[What is needed] Rewrite the lines as a Markdown table with the columns Row and Line, one row per line with its row number, blank lines left out. Start at the line containing "Could you kindly locate the dirt" and go on through the line containing "[0,0,640,98]", and include only those lines.

Items from a dataset:
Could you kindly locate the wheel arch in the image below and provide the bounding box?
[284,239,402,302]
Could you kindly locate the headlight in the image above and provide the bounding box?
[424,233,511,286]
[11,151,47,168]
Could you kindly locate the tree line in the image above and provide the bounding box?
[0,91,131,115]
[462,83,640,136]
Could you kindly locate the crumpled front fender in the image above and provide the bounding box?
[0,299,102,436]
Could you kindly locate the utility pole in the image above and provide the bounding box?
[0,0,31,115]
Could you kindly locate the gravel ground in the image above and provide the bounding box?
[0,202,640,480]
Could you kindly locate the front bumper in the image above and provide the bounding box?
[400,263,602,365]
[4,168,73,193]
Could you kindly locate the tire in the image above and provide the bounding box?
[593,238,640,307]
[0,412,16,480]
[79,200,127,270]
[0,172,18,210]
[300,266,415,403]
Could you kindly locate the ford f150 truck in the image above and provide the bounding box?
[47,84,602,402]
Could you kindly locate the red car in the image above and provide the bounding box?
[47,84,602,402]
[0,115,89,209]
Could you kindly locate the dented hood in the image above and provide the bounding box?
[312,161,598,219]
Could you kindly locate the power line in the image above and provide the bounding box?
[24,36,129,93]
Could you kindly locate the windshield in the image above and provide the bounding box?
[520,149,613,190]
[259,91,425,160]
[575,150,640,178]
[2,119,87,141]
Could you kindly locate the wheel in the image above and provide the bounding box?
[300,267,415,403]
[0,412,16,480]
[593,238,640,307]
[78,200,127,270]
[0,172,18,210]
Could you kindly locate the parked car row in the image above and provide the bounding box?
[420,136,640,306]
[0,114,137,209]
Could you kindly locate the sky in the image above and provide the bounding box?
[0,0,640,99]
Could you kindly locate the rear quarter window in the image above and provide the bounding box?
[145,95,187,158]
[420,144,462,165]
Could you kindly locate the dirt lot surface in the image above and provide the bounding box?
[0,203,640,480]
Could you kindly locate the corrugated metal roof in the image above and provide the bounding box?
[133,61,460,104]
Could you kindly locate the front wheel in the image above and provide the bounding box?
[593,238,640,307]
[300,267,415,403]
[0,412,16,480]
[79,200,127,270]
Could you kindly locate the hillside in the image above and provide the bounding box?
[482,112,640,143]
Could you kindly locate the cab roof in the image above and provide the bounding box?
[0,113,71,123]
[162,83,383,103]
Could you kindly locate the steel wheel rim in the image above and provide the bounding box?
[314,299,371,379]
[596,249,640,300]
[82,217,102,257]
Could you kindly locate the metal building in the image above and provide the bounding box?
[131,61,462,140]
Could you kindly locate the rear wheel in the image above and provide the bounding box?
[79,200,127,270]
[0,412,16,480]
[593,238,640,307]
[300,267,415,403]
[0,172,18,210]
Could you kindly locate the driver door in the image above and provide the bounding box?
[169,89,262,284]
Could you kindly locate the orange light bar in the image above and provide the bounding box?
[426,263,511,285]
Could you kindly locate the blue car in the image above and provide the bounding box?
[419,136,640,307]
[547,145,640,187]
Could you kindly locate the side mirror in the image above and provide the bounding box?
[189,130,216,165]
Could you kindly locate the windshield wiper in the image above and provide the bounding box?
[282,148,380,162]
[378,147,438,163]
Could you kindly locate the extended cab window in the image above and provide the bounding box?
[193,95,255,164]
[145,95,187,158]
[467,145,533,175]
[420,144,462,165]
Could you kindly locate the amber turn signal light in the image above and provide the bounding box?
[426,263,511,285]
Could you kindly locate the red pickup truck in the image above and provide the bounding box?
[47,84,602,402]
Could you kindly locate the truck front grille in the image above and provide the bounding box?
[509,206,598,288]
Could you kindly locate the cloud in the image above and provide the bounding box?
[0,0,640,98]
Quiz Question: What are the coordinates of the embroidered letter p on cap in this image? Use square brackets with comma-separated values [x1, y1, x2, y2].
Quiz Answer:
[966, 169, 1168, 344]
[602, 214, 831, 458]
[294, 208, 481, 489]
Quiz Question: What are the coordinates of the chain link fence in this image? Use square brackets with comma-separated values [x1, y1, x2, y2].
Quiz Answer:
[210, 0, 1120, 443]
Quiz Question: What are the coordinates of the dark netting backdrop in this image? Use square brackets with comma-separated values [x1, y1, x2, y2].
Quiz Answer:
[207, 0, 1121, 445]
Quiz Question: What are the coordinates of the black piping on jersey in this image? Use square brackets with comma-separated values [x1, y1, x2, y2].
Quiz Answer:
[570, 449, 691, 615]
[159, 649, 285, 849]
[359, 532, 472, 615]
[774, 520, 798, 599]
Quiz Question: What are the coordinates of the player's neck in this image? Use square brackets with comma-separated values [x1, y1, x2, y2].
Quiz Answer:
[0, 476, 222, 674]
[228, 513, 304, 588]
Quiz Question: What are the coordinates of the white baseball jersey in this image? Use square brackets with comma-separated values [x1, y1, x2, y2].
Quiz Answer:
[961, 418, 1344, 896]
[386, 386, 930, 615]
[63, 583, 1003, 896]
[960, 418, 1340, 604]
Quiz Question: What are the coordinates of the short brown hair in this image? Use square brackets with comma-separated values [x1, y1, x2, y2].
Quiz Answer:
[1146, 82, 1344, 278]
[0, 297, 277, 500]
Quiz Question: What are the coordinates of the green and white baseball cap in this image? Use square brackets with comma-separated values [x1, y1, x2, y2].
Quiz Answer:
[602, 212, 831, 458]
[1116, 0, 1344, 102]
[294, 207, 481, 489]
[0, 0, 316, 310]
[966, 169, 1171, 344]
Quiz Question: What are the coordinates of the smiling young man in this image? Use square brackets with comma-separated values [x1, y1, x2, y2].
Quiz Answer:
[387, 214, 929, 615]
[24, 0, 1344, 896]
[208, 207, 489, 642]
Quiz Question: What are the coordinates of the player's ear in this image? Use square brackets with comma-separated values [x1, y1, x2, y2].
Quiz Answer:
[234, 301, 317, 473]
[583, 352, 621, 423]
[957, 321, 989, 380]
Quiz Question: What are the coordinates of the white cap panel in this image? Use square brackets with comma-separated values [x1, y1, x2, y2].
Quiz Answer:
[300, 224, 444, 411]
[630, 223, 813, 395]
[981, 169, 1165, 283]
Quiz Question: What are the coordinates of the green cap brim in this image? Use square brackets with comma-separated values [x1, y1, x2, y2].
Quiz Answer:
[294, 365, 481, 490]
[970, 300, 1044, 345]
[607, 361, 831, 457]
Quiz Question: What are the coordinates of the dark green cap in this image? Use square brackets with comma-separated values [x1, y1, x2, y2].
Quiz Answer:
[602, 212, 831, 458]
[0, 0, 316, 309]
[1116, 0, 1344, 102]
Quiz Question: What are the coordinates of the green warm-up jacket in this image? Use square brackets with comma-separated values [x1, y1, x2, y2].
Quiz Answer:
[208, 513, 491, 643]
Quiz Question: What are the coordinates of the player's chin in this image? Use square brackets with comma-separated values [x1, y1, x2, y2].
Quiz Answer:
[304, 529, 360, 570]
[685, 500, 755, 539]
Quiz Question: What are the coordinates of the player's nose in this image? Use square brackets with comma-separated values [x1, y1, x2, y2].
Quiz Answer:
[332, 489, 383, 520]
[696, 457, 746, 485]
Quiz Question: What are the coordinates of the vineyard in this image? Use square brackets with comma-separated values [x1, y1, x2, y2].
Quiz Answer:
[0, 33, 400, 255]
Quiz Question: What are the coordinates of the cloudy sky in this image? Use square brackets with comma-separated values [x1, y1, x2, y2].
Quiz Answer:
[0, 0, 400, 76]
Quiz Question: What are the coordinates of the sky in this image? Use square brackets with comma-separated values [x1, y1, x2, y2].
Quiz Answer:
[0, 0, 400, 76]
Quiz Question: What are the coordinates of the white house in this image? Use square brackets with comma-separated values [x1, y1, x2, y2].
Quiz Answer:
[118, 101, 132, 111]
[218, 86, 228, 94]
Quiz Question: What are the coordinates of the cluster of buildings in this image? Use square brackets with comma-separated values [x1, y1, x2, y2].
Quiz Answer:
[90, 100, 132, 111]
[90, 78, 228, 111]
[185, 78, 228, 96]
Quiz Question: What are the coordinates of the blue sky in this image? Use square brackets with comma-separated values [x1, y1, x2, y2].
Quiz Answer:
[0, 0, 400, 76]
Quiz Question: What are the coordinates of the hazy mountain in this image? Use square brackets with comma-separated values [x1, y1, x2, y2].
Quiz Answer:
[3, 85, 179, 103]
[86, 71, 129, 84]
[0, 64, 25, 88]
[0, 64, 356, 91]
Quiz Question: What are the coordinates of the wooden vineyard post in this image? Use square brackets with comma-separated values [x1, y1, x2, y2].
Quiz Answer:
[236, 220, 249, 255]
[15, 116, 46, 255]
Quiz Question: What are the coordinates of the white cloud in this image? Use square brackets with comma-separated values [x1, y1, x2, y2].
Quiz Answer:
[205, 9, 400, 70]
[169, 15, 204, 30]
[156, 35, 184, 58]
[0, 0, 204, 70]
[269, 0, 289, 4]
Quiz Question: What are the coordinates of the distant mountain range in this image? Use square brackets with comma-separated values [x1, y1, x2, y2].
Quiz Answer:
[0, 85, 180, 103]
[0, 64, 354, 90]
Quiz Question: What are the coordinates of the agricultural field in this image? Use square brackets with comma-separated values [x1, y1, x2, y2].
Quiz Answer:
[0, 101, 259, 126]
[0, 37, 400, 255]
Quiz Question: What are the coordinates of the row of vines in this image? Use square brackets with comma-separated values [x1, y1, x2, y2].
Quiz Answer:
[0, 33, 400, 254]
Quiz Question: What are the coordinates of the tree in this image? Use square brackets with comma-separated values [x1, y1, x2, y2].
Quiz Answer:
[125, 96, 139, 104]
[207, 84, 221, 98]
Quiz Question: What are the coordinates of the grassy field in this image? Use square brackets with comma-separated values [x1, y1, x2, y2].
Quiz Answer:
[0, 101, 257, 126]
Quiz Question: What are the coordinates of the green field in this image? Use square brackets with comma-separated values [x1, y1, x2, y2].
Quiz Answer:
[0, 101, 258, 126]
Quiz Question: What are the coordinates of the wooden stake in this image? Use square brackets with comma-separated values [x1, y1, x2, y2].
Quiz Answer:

[Response to this exercise]
| Row | Line |
|---|---|
| 1 | Could you kindly locate the dirt lot surface in the image above and provide the bounding box? |
| 2 | [0,203,640,480] |
| 3 | Could you kindly locate the corrugated metal roof in the image above and provide the bounding box? |
| 4 | [133,61,460,104] |
| 5 | Could you kindly locate the front wheel in the image above and provide the bounding box? |
| 6 | [593,238,640,307] |
| 7 | [300,267,415,403] |
| 8 | [0,412,16,480] |
| 9 | [79,200,127,270] |
| 10 | Could you kindly locate the hillside in the image above and provide the bounding box? |
| 11 | [482,112,640,143] |
| 12 | Could you kindly locate the cab roof in the image above and provide the bounding box? |
| 13 | [0,113,71,123] |
| 14 | [162,83,383,103] |
| 15 | Could you kindly locate the steel wheel rim in the image above and provide the bounding box? |
| 16 | [314,299,371,379] |
| 17 | [596,249,640,300] |
| 18 | [82,217,102,257] |
| 19 | Could you kindly locate the metal building in the image above and provide the bounding box? |
| 20 | [131,61,462,140] |
| 21 | Could you kindly locate the rear wheel in the image above and provide the bounding box? |
| 22 | [79,200,127,270] |
| 23 | [0,412,16,480] |
| 24 | [593,238,640,307] |
| 25 | [300,267,415,403] |
| 26 | [0,172,18,210] |
| 27 | Could you kindly locate the driver door in the image above and provide the bounding box? |
| 28 | [169,89,262,284] |
| 29 | Could you kindly locate the orange light bar in the image above and provide the bounding box? |
| 30 | [426,263,511,285] |
| 31 | Could you kindly locate the blue car in the image above and provide the bounding box? |
| 32 | [419,136,640,307] |
| 33 | [547,145,640,187] |
| 34 | Could you kindly locate the side mirror in the image above and provide the bounding box? |
| 35 | [189,130,216,165] |
| 36 | Could you kindly locate the windshield wiper in the image above and provide the bounding box? |
| 37 | [282,148,380,162] |
| 38 | [378,147,438,163] |
| 39 | Could you kindly locate the extended cab window in the image above and provide the bounding box? |
| 40 | [193,95,255,164] |
| 41 | [145,95,187,158] |
| 42 | [467,145,533,175] |
| 43 | [420,144,462,165] |
| 44 | Could you kindly locate the amber turn signal light in the image above and provide the bounding box? |
| 45 | [426,263,511,285] |
| 46 | Could you kindly locate the red pickup truck in the image above and provide the bounding box? |
| 47 | [47,84,602,402] |
| 48 | Could you kindly locate the truck front grille in the image above and provide the bounding box? |
| 49 | [509,206,598,288] |
| 50 | Could you kindly locate the cloud in the image above and provide the bounding box? |
| 51 | [0,0,640,98] |